■ Labeled-object pointing entries ■
****************************************

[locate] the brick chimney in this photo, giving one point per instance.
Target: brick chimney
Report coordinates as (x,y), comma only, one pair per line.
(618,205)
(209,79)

****************************************

■ Task directions ■
Quote every line of the items above verbatim.

■ Answer below ■
[locate] the brick chimney in this photo, giving one point per instance.
Target: brick chimney
Report coordinates as (x,y), comma only, one pair per line.
(618,205)
(209,79)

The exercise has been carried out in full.